* _PROBLEM TO SOLVE_:
Taking the line containing "<point>118,92</point>" as the first and the last line of the entries as the end, reproduce every line between them exactly, including both.

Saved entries
————————

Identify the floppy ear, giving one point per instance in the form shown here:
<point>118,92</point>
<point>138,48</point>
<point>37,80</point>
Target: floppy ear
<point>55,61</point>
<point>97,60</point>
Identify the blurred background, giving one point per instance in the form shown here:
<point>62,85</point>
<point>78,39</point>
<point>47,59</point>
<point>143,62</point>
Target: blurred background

————————

* _EXERCISE OUTPUT_:
<point>118,92</point>
<point>138,48</point>
<point>37,80</point>
Target: floppy ear
<point>55,61</point>
<point>97,60</point>
Identify the blurred background, giving one point per instance in the form shown here:
<point>62,85</point>
<point>78,39</point>
<point>47,59</point>
<point>143,62</point>
Target: blurred background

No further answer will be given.